[start of Given passage]
Re: [PATCH 2/3] Qemu: add CMT support

"Daniel P. Berrange" <berrange@xxxxxxxxxx> · Thu, 29 Oct 2015 23:55:32 +0900

On Thu, Oct 29, 2015 at 02:02:29PM +0800, Qiaowei Ren wrote:
> One RFC in
> https://www.redhat.com/archives/libvir-list/2015-June/msg01509.html
> 
> CMT (Cache Monitoring Technology) can be used to measure the
> usage of cache by VM running on the host. This patch will
> extend the bulk stats API (virDomainListGetStats) to add this
> field. Applications based on libvirt can use this API to achieve
> cache usage of VM. Because CMT implementation in Linux kernel
> is based on perf mechanism, this patch will enable perf event
> for CMT when VM is created and disable it when VM is destroyed.
> 
> Signed-off-by: Qiaowei Ren <qiaowei.ren@xxxxxxxxx>

Thanks for re-sending this patchset, it has reminded me of the
concerns / questions I had around this previously.

Just ignoring the code for a minute, IIUC the design is

 - Open a file handle to the kernel perf system for each running VM
 - Associate that perf event file handle with the QEMU VM PID
 - Enable recording of the CMT perf event on that file handle
 - Report the CMT event values in the virDomainGetStats() API
   call when VIR_DOMAIN_STATS_CACHE is requested

My two primary concerns are

 1. Do we want to have a perf event FD open for every running
    VM all the time.
 2. Is the virDomainGetStats() integration the right API approach

For item 1, my concern is that the CMT event is only ever going
to be consumed by OpenStack, and even then, only OpenStack installs
which have the schedular plugin that cares about the CMT event
data. It feels undesirable to have this perf system enabled for
all libvirt VMs, when perhaps < 1 % of libvirt users actually
want this data. It feels like we need some mechanism to decide
when this event is enabled

For item 2, my concern is first when virDomainGetStats is the
right API. I think it probably *is* the right API, since I can't
think of a better way.

Should we however, be having a very special case VIR_DOMAIN_STATS_CACHE
group, or should we have something more generic.

For example, if I run 'perf event' I see

List of pre-defined events (to be used in -e):

  branch-instructions OR branches                    [Hardware event]
  branch-misses                                      [Hardware event]
  bus-cycles                                         [Hardware event]
  cache-misses                                       [Hardware event]
  cache-references                                   [Hardware event]
  cpu-cycles OR cycles                               [Hardware event]
  instructions                                       [Hardware event]
  ref-cycles                                         [Hardware event]
  stalled-cycles-frontend OR idle-cycles-frontend    [Hardware event]

  alignment-faults                                   [Software event]
  context-switches OR cs                             [Software event]
  cpu-clock                                          [Software event]
  cpu-migrations OR migrations                       [Software event]
  dummy                                              [Software event]
  emulation-faults                                   [Software event]
  major-faults                                       [Software event]
  minor-faults                                       [Software event]
  ...any many many more...
[end of Given passage]
[start of Data rows]
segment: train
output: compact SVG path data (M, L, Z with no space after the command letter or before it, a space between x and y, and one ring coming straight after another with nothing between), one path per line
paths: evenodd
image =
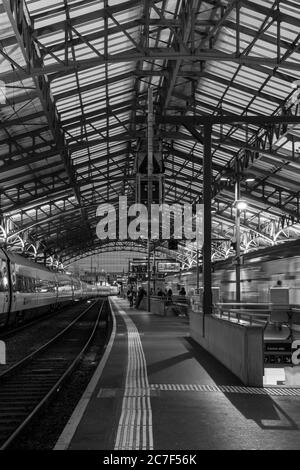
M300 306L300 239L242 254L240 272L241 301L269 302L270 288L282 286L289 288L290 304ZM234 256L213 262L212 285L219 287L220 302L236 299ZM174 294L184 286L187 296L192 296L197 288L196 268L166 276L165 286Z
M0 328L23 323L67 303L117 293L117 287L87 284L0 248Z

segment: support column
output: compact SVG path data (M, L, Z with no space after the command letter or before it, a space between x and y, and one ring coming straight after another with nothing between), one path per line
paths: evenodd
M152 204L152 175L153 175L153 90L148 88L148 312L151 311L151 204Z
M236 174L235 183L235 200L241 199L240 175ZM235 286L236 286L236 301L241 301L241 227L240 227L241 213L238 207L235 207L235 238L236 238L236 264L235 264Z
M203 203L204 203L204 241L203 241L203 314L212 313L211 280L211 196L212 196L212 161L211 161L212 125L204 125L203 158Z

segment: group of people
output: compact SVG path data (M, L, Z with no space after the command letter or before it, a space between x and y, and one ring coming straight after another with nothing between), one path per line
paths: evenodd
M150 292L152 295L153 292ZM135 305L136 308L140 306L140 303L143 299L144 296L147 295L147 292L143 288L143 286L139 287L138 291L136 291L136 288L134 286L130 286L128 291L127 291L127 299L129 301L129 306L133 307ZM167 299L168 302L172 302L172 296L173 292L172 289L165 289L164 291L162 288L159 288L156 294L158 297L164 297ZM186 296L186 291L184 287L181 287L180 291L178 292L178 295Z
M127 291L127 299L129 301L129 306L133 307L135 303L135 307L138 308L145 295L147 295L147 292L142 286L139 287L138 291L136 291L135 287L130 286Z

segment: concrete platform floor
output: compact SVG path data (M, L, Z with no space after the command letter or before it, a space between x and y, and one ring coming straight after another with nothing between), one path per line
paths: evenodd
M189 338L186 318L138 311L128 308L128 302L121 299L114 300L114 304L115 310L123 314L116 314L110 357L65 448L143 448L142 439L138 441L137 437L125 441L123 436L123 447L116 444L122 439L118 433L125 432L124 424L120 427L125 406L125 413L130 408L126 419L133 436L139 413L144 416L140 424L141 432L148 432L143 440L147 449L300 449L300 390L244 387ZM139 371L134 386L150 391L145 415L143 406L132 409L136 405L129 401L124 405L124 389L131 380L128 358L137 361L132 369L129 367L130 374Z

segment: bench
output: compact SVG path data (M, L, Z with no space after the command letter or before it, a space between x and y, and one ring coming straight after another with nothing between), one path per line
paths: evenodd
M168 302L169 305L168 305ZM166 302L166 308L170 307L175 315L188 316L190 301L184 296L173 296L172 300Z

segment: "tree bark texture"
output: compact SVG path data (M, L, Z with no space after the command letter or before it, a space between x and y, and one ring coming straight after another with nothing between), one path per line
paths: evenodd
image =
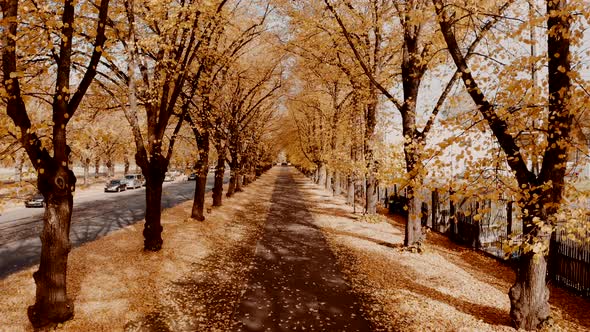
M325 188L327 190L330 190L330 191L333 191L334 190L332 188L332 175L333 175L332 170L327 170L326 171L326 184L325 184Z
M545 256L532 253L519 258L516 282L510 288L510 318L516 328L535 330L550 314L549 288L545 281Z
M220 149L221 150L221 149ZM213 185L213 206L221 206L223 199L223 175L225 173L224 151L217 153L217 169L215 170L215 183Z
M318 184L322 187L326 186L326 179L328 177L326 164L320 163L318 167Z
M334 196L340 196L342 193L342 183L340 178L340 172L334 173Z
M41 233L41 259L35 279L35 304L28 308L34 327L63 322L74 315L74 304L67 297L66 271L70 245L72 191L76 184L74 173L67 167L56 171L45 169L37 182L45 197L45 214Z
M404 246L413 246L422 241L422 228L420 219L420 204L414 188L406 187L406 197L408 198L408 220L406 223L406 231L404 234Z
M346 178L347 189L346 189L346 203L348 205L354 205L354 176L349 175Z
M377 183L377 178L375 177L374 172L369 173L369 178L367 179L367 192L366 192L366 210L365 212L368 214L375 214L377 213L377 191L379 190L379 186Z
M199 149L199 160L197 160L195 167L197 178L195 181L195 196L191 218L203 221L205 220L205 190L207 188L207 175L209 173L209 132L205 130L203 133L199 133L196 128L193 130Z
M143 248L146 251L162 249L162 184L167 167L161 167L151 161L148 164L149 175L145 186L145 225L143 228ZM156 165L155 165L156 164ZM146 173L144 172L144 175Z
[end of Data rows]
[start of Data rows]
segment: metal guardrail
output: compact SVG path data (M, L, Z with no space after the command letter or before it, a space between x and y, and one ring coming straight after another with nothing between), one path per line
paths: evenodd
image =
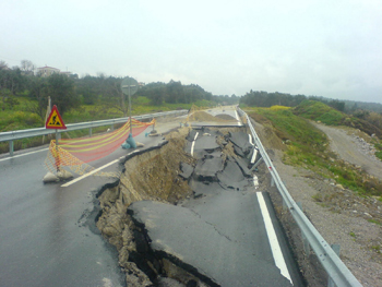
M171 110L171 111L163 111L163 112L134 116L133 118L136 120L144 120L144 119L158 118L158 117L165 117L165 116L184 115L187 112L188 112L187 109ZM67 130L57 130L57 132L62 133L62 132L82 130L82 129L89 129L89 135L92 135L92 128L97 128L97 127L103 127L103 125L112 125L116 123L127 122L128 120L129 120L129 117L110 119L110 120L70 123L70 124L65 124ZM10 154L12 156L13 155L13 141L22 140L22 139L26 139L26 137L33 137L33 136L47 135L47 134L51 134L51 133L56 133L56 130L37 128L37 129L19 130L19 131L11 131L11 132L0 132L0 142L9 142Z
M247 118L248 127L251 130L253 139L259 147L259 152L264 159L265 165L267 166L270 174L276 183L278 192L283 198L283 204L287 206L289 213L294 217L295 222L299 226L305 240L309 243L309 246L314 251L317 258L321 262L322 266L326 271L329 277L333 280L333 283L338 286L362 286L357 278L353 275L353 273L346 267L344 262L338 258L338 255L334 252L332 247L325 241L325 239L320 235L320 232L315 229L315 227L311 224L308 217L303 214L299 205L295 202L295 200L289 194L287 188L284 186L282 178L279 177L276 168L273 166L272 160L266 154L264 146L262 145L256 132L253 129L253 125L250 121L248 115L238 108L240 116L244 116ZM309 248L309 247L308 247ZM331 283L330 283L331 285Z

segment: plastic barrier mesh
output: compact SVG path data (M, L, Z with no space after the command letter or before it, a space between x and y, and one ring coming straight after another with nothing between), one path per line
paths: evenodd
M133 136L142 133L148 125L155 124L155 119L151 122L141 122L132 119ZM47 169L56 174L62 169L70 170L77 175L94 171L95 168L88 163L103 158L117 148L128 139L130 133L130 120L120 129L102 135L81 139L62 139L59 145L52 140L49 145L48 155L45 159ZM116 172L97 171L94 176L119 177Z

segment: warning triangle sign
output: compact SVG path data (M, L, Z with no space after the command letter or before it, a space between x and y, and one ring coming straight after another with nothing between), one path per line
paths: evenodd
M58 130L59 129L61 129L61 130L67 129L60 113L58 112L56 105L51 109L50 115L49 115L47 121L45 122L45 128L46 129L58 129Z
[end of Data rows]
[start of Data rows]
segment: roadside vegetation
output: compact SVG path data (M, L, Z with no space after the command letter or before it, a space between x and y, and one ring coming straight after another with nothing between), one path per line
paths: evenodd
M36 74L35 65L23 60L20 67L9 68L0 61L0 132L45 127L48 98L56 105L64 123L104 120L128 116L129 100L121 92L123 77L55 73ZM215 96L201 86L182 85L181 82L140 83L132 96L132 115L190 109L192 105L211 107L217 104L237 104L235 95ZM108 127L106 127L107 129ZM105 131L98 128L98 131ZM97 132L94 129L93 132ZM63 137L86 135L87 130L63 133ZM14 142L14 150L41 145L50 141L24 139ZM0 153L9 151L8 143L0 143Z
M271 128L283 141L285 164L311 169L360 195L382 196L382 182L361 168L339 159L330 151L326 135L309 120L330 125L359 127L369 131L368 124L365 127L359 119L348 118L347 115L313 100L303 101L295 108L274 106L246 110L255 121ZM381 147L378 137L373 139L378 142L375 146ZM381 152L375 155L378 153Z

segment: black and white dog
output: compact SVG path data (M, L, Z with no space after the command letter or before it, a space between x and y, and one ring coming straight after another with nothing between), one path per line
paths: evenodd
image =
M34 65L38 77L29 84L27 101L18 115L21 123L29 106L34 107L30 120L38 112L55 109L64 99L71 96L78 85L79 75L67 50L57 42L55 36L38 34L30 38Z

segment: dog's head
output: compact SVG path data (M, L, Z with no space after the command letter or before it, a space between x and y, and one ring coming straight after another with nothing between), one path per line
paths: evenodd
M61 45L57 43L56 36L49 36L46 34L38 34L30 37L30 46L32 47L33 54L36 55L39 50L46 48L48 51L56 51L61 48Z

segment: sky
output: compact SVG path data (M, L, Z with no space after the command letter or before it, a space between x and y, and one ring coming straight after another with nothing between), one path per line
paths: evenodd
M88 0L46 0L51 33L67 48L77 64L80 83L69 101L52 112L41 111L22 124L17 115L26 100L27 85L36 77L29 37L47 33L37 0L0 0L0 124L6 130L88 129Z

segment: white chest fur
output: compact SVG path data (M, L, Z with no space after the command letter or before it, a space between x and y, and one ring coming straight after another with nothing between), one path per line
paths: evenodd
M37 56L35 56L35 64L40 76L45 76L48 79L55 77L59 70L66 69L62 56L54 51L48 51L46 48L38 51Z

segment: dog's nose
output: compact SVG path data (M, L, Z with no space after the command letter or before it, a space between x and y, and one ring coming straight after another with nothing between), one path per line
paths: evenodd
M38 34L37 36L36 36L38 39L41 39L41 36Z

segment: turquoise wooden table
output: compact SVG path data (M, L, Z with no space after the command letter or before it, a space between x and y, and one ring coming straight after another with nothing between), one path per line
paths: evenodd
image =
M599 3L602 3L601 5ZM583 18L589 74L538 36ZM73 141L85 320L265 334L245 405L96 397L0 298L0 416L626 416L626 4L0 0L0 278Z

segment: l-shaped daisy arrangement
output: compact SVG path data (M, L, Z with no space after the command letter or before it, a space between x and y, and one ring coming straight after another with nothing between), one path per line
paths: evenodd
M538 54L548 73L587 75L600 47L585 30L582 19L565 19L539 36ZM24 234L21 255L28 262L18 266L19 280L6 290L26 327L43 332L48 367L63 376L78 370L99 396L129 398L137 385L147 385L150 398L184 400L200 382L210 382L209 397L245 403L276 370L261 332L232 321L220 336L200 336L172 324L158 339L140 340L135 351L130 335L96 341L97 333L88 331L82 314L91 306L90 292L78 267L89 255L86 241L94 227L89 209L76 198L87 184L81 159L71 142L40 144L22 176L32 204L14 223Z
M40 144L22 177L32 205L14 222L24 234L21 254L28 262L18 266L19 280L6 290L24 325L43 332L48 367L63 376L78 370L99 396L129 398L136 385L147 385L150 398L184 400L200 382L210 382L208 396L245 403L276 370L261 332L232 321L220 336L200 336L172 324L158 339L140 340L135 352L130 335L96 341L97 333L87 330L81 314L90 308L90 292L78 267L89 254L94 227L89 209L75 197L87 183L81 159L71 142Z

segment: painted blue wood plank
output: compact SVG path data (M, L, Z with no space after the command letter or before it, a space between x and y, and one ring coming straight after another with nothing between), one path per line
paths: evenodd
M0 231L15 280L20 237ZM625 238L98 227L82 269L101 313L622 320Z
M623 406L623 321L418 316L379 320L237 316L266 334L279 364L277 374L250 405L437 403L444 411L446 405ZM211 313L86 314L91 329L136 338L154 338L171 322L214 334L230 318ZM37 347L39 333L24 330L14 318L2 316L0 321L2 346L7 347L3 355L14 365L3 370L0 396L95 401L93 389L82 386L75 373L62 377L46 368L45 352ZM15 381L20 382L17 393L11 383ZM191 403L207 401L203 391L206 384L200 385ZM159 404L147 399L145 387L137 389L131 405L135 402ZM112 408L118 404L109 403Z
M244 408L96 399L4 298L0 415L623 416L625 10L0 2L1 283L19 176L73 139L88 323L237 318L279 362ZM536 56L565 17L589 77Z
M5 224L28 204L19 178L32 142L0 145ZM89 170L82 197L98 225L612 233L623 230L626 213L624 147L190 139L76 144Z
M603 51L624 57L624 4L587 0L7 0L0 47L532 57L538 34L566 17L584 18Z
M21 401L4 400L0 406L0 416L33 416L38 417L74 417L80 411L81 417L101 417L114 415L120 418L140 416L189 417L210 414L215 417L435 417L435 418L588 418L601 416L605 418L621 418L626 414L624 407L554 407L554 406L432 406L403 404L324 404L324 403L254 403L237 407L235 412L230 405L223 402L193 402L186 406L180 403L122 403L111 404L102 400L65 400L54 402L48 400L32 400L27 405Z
[end of Data rows]
Work to do:
[1] Answer these questions using the CMT patch review:
(a) Which API does the patch extend to add the cache usage field?
(b) Which project does the reply say will be the only consumer of the CMT event?
(c) What share of libvirt users does the reply estimate actually want this data?
[2] Proceed with the CMT patch review, picking up after its last line.

Per-task answers:
[1]
(a) The bulk stats API, virDomainListGetStats.
(b) OpenStack.
(c) Less than 1 %.

[2]
Does it make sense to extend the virDomainStats API to *only* deal with
reporting of 1 specific perf event that you care about right now. It
feels like it might be better if we did something more general purpose.

eg what if something wants to get 'major-faults' data in future ?
So we add a VIR_DOMAIN_STATS_MAJOR_FAULT enum item, etc.

Combining these two concerns, I think we might need 2 things

 - A new API to turn on/off collection of specific perf events

This could be something like

   virDomainGetPerfEvents(virDOmainPtr dom,
                          virTypedParameter params);

This would fill virTypedParameters with one entry for each
perf event, using the VIR_TYPED_PARAM_BOOLEAN type. A 'true'
value would indicate that event is enabled for the VM. A
corresponding

   virDomainSetPerfEvents(virDOmainPtr dom,
                          virTypedParameter params);

would enable you to toggle the flag, to enable/disable the
particular list of perf events you care about.

With that, we could have a 'VIR_DOMAIN_STATS_PERF_EVENT' enum
item for virDomainStats which causes reporting of all previously
enabled perf events

This would avoid us needing to have the perf event enabled for
all VMs all the time. Only applications using libvirt which
actually need the data would turn it on. It would also be now
scalable to all types of perf event, instead of just one specific
event

> diff --git a/src/qemu/qemu_domain.h b/src/qemu/qemu_domain.h
> index 54e1e7b..31bce33 100644
> --- a/src/qemu/qemu_domain.h
> +++ b/src/qemu/qemu_domain.h
> @@ -196,6 +196,9 @@ struct _qemuDomainObjPrivate {
>  
>      bool hookRun;  /* true if there was a hook run over this domain */
>  
> +    int cmt_fd;  /* perf handler for CMT */
> +
> +
>      /* Bitmaps below hold data from the auto NUMA feature */
>      virBitmapPtr autoNodeset;
>      virBitmapPtr autoCpuset;
> diff --git a/src/qemu/qemu_driver.c b/src/qemu/qemu_driver.c
> index 4cfae03..8c678c9 100644
> --- a/src/qemu/qemu_driver.c
> +++ b/src/qemu/qemu_driver.c
> @@ -19320,6 +19320,53 @@ qemuDomainGetStatsBlock(virQEMUDriverPtr driver,
>  
>  #undef QEMU_ADD_COUNT_PARAM
>  
> +static int
> +qemuDomainGetStatsCache(virQEMUDriverPtr driver ATTRIBUTE_UNUSED,
> +                        virDomainObjPtr dom,
> +                        virDomainStatsRecordPtr record,
> +                        int *maxparams,
> +                        unsigned int privflags ATTRIBUTE_UNUSED)
> +{
> +    qemuDomainObjPrivatePtr priv = dom->privateData;
> +    FILE *fd;
> +    unsigned long long cache = 0;
> +    int scaling_factor = 0;
> +
> +    if (priv->cmt_fd <= 0)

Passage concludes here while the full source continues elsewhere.